■ Aim of the task: Extract the records below word for word and ignore the images.

■ Records supplied:
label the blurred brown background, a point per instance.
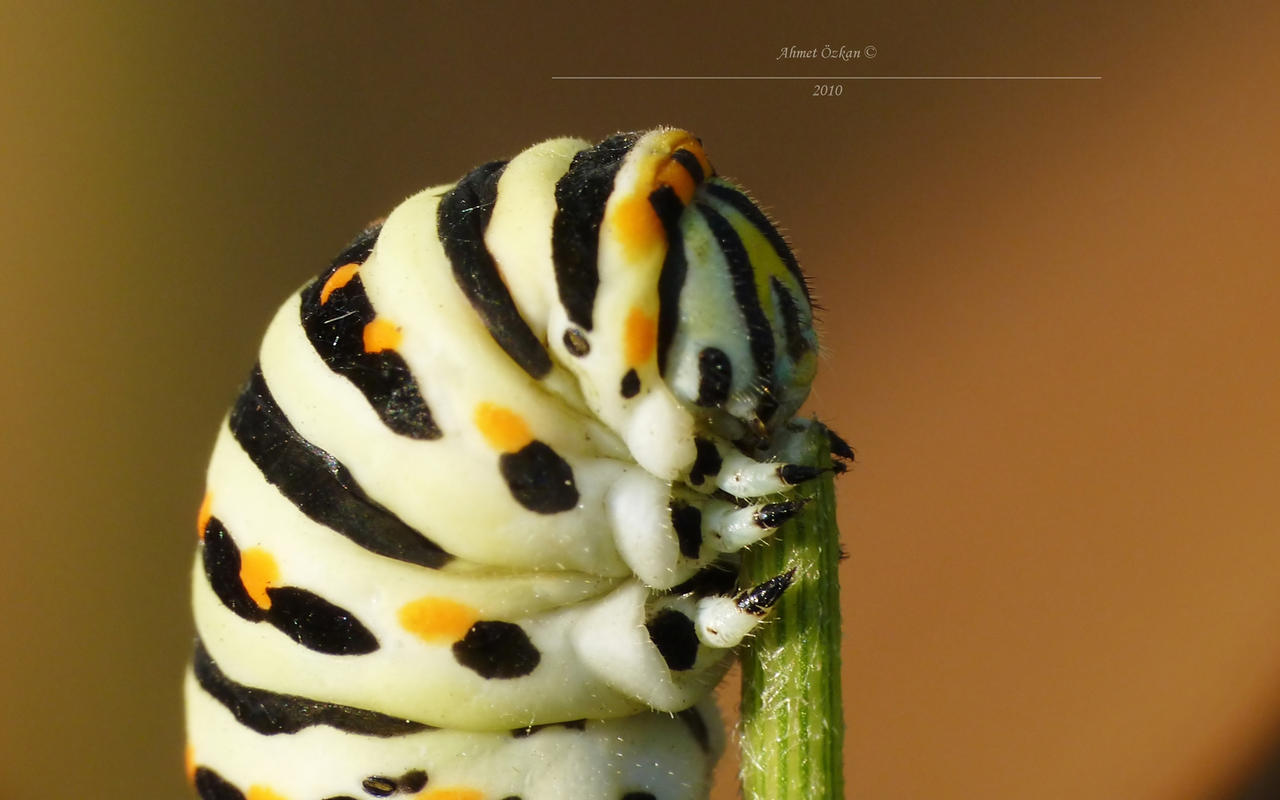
(1051, 324)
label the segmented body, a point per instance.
(470, 526)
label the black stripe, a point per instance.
(748, 209)
(688, 522)
(791, 330)
(675, 266)
(213, 786)
(302, 616)
(580, 197)
(337, 332)
(689, 161)
(316, 624)
(222, 561)
(461, 222)
(714, 378)
(707, 464)
(758, 332)
(318, 484)
(539, 478)
(269, 712)
(497, 649)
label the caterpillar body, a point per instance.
(471, 525)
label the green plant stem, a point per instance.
(792, 726)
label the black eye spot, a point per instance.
(576, 343)
(414, 780)
(630, 384)
(714, 375)
(672, 632)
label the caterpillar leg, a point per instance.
(667, 649)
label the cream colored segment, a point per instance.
(371, 586)
(448, 488)
(650, 752)
(520, 229)
(408, 279)
(410, 679)
(613, 643)
(657, 430)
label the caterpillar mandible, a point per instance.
(471, 525)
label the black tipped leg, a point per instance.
(792, 474)
(839, 447)
(773, 515)
(760, 598)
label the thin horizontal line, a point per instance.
(826, 77)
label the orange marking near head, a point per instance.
(453, 792)
(635, 223)
(438, 620)
(204, 515)
(382, 334)
(639, 337)
(682, 140)
(673, 174)
(504, 429)
(259, 571)
(341, 277)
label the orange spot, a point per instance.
(453, 792)
(673, 174)
(639, 337)
(204, 513)
(438, 620)
(635, 223)
(382, 334)
(504, 429)
(259, 572)
(689, 142)
(341, 277)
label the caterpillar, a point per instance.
(471, 525)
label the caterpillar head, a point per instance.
(681, 307)
(736, 343)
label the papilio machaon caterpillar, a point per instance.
(471, 525)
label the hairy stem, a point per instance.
(792, 726)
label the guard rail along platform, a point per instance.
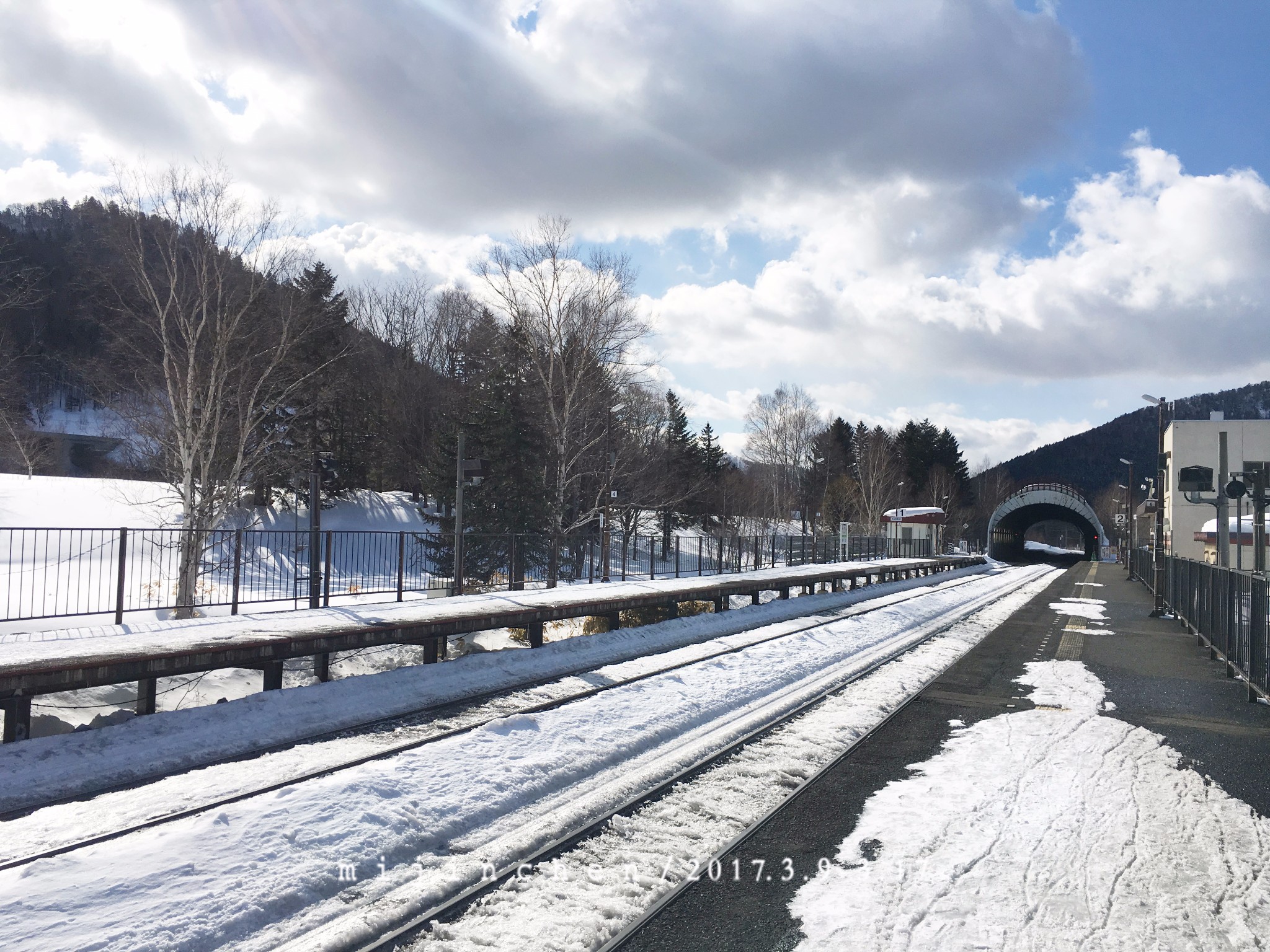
(83, 658)
(1227, 610)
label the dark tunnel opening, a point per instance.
(1009, 535)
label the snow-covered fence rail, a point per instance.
(1228, 610)
(60, 573)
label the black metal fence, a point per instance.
(1227, 609)
(48, 573)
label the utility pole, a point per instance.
(1157, 555)
(1128, 555)
(606, 532)
(1258, 477)
(315, 532)
(459, 518)
(1223, 518)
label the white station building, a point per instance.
(913, 530)
(1188, 526)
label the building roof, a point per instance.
(925, 514)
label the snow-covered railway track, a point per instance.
(295, 868)
(785, 631)
(420, 923)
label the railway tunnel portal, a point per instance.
(1036, 503)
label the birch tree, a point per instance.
(579, 324)
(208, 332)
(781, 428)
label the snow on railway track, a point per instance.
(71, 826)
(422, 824)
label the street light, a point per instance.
(1157, 553)
(1128, 517)
(610, 459)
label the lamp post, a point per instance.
(1128, 493)
(610, 460)
(1157, 550)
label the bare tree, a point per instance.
(781, 430)
(878, 469)
(19, 288)
(19, 283)
(580, 323)
(208, 332)
(424, 333)
(20, 438)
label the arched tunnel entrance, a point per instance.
(1039, 503)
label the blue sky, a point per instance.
(1013, 220)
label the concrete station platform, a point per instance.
(83, 658)
(1156, 674)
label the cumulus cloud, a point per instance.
(1161, 270)
(629, 117)
(37, 179)
(881, 141)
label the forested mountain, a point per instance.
(1091, 460)
(225, 361)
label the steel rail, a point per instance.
(826, 619)
(140, 781)
(455, 906)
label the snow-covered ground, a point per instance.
(81, 501)
(104, 643)
(1049, 829)
(74, 570)
(1050, 550)
(415, 826)
(587, 895)
(46, 769)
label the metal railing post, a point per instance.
(122, 575)
(238, 570)
(326, 580)
(401, 565)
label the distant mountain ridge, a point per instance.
(1091, 460)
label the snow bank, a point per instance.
(1047, 829)
(262, 873)
(45, 769)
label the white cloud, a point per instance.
(1161, 273)
(631, 118)
(881, 141)
(365, 252)
(37, 179)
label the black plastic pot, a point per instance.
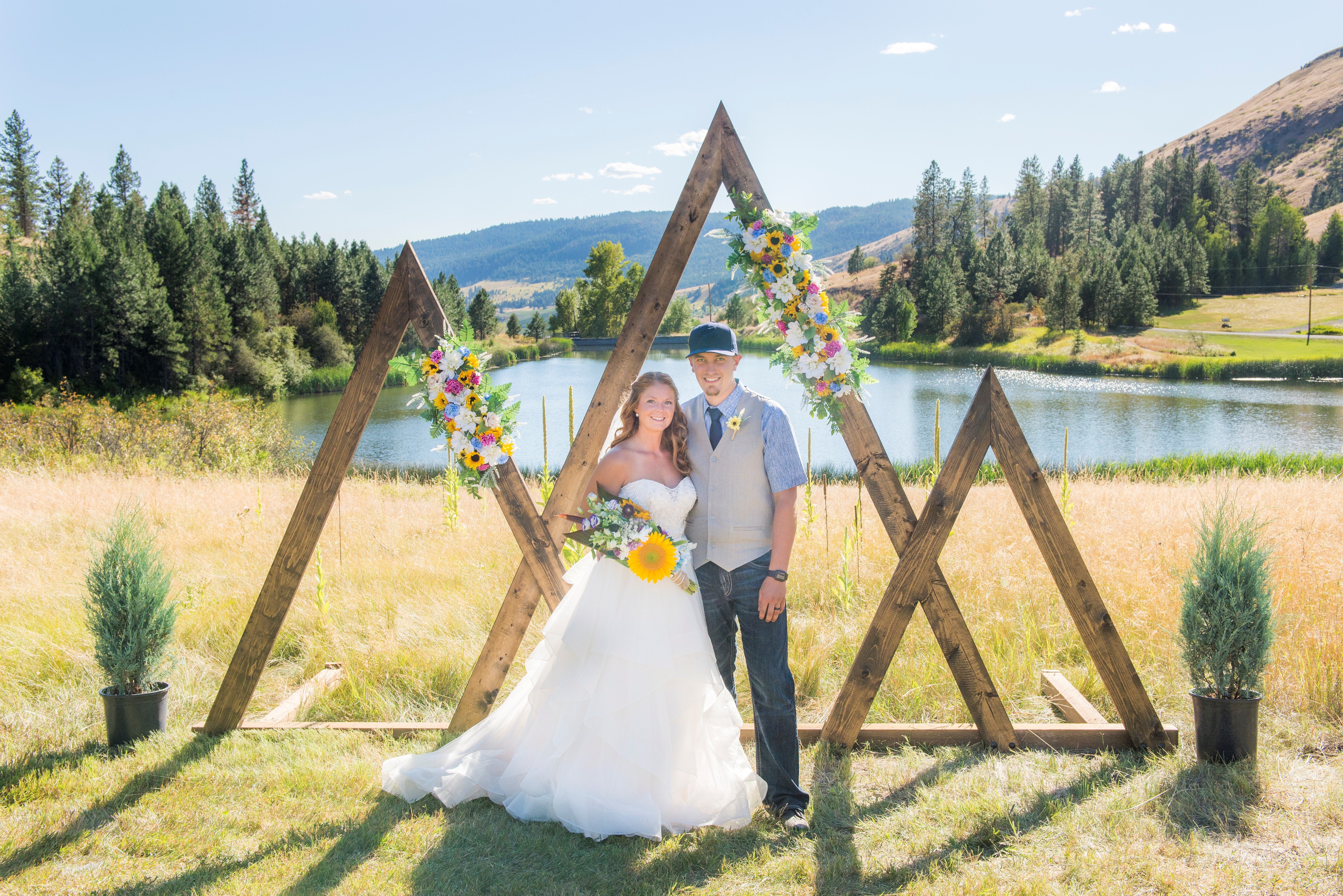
(135, 716)
(1225, 730)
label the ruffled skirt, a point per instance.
(621, 725)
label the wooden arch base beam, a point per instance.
(992, 423)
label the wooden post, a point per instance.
(628, 357)
(1075, 583)
(406, 301)
(911, 579)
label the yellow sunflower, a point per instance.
(655, 560)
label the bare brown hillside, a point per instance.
(1286, 129)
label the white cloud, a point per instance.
(908, 46)
(628, 169)
(684, 145)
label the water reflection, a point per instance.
(1110, 418)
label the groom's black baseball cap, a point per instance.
(714, 337)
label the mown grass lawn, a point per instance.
(1255, 313)
(304, 813)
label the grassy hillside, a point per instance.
(1287, 129)
(557, 249)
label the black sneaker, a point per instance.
(794, 821)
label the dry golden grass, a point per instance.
(303, 812)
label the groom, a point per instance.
(746, 470)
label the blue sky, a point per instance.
(393, 121)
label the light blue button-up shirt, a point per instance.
(782, 463)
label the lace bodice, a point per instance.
(669, 506)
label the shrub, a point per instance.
(127, 607)
(1227, 622)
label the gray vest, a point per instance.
(732, 522)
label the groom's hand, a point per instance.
(773, 599)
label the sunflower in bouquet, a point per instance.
(620, 529)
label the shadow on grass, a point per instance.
(105, 811)
(211, 872)
(487, 851)
(13, 775)
(837, 816)
(1212, 799)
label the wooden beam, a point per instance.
(1070, 571)
(1045, 737)
(315, 504)
(632, 349)
(911, 579)
(1068, 699)
(540, 554)
(949, 624)
(307, 693)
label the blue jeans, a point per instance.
(731, 600)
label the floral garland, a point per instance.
(622, 530)
(463, 404)
(820, 348)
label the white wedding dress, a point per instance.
(621, 725)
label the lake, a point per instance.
(1109, 418)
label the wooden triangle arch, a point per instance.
(410, 301)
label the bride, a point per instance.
(621, 725)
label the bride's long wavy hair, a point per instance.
(677, 433)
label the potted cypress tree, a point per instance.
(1227, 628)
(132, 626)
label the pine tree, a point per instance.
(56, 195)
(246, 210)
(21, 175)
(484, 316)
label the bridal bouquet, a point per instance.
(620, 529)
(461, 403)
(818, 349)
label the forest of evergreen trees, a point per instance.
(116, 294)
(1100, 251)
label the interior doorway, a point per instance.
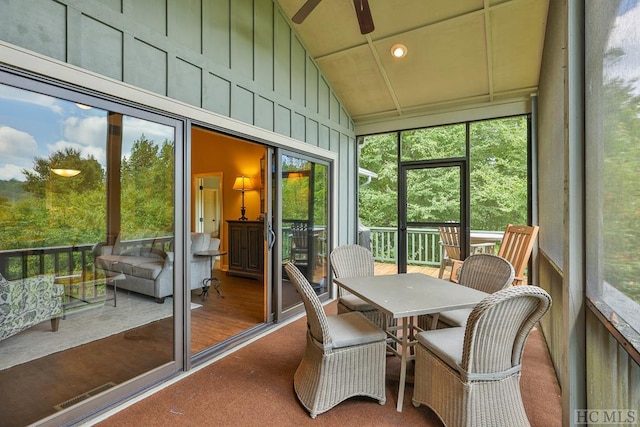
(208, 193)
(217, 160)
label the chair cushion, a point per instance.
(354, 303)
(353, 328)
(445, 343)
(455, 317)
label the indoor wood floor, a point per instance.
(31, 391)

■ Reply:
label the blurred brown background, a point per instance.
(1051, 324)
label the segmented body, a point per instance.
(470, 526)
label the black stripe, a point per instance.
(748, 209)
(688, 522)
(791, 330)
(675, 266)
(213, 786)
(302, 616)
(580, 197)
(337, 332)
(689, 161)
(316, 624)
(222, 561)
(461, 222)
(714, 378)
(707, 464)
(758, 332)
(318, 484)
(539, 478)
(269, 712)
(497, 649)
label the caterpillar body, a point per instance.
(471, 525)
label the green plant stem, a point per instance.
(792, 726)
label the black eye spot, a point per instance.
(576, 343)
(414, 780)
(630, 384)
(714, 375)
(672, 632)
label the caterpillar leg, a point per instance.
(667, 649)
label the cream colored segment, a point per instance.
(371, 586)
(448, 488)
(650, 752)
(520, 229)
(408, 279)
(410, 679)
(613, 643)
(657, 430)
label the caterpillar mandible, a point per instance.
(471, 525)
label the black tipped leg, a point per instance.
(792, 474)
(839, 447)
(773, 515)
(760, 598)
label the thin horizontal line, a point per instance.
(826, 77)
label the orange marking near head, a point per instance.
(453, 792)
(635, 223)
(438, 620)
(204, 515)
(382, 334)
(639, 337)
(682, 140)
(673, 174)
(504, 429)
(259, 571)
(341, 277)
label the orange spot, a point per instance.
(453, 792)
(673, 174)
(639, 337)
(204, 513)
(438, 620)
(635, 223)
(382, 334)
(504, 429)
(259, 572)
(689, 142)
(341, 277)
label the caterpillar, a point per instance.
(471, 525)
label the caterpillar head, a point per instance.
(681, 307)
(736, 343)
label the papilio machaon caterpillar, a point per instance.
(471, 525)
label the hairy stem, a point per instance.
(792, 726)
label the guard rail along platform, a point per instance.
(83, 658)
(1227, 610)
label the dark tunnel opening, a point per instance.
(1009, 535)
label the snow-covered fence rail, a point per instance.
(1228, 610)
(60, 573)
label the black metal fence, a point per instance.
(1227, 609)
(48, 573)
label the utility pole, a point per instance.
(1157, 555)
(1128, 555)
(606, 532)
(1258, 477)
(315, 532)
(459, 518)
(1223, 518)
label the white station building, a point per instance.
(913, 530)
(1188, 526)
label the building roof, a point per instance.
(925, 514)
label the snow-covered railway track, a point per instance.
(295, 868)
(785, 631)
(420, 923)
label the railway tunnel portal, a point per instance.
(1036, 503)
label the birch tree, a point per instance.
(579, 324)
(208, 332)
(781, 428)
label the snow on railway track, a point per instance.
(71, 826)
(422, 824)
label the street light, a point per instance.
(1157, 553)
(1128, 517)
(610, 459)
label the lamp post, a point per instance.
(1128, 493)
(610, 460)
(1157, 550)
label the bare tree, a point per instance.
(781, 430)
(878, 469)
(19, 288)
(19, 283)
(580, 323)
(208, 332)
(424, 333)
(20, 438)
label the arched tunnel entrance, a point per instance.
(1039, 503)
label the blue sky, a point per instance.
(1013, 220)
label the concrete station platform, a point per instance.
(83, 658)
(1156, 674)
label the cumulus cloud, a point per instance.
(1161, 270)
(629, 117)
(37, 179)
(881, 141)
label the forested mountain, a point per instance.
(1091, 460)
(225, 361)
label the steel rail, a point per instance.
(826, 619)
(140, 781)
(455, 906)
label the snow-covered ground, a point per instance.
(81, 501)
(104, 643)
(1049, 829)
(74, 570)
(1050, 550)
(415, 826)
(587, 895)
(46, 769)
label the metal railing post, a point per instance.
(122, 575)
(238, 570)
(326, 580)
(401, 565)
label the distant mountain ridge, a point per instance.
(1091, 460)
label the snow bank, a point per instance.
(1047, 829)
(262, 873)
(45, 769)
label the white cloud, a point per instance.
(1161, 273)
(631, 118)
(881, 141)
(365, 252)
(37, 179)
label the black plastic pot, a point per instance.
(135, 716)
(1225, 730)
label the ruffled skirt, a point per instance.
(621, 725)
label the wooden arch base beam, a point per instance.
(992, 423)
label the wooden post, a point per instance.
(628, 357)
(1075, 583)
(406, 301)
(911, 579)
label the yellow sunflower, a point per instance.
(655, 560)
label the bare brown hillside, a point per instance.
(1286, 129)
label the white cloud, a point per instance.
(908, 46)
(628, 169)
(684, 145)
label the water reflection, a point per instance.
(1110, 418)
label the groom's black baseball cap, a point per instance.
(714, 337)
label the mown grass lawn, a point per instance.
(1255, 313)
(304, 813)
label the grassy hillside, a point per instance.
(1287, 129)
(557, 249)
label the black sneaker, a point per instance.
(794, 821)
label the dry golden grass, a point per instance.
(303, 812)
label the groom, a point per instance.
(746, 470)
label the blue sky, a point per instance.
(393, 121)
label the light blue button-up shirt, a point per instance.
(782, 463)
label the lace bodice, a point per instance.
(669, 506)
label the shrub, a point per instance.
(127, 607)
(1227, 622)
label the gray vest, a point per instance.
(732, 522)
label the groom's hand, a point per instance.
(773, 599)
label the sunflower in bouquet, a point per instance.
(620, 529)
label the shadow on grass, a point per instance.
(105, 811)
(211, 872)
(487, 851)
(13, 775)
(837, 816)
(1212, 799)
label the wooden beam, a point per instance.
(1070, 571)
(1045, 737)
(315, 504)
(632, 349)
(911, 579)
(1068, 699)
(540, 554)
(949, 624)
(307, 693)
label the blue jeans, a point per instance.
(731, 600)
label the floral garland, a point per instance.
(622, 530)
(463, 404)
(820, 348)
label the white wedding dress, a point per instance.
(621, 725)
label the lake, a point per instance.
(1109, 418)
label the wooden triangle arch, a point per instance.
(410, 301)
label the bride, a point per instance.
(621, 725)
label the bride's long wavy hair, a point per instance.
(677, 433)
label the potted cypress tree, a point per instance.
(1227, 628)
(132, 626)
label the pine tree, a point per instance.
(56, 195)
(246, 210)
(21, 175)
(484, 316)
label the bridal bouquet, a point per instance.
(620, 529)
(461, 403)
(818, 349)
label the forest of evergreen trees, a point per instance.
(116, 294)
(1100, 251)
label the interior doorway, a point per instance.
(208, 193)
(217, 160)
label the chair cushion, a point per instance.
(354, 303)
(353, 328)
(445, 343)
(455, 317)
label the indoor wood floor, a point per instance.
(31, 391)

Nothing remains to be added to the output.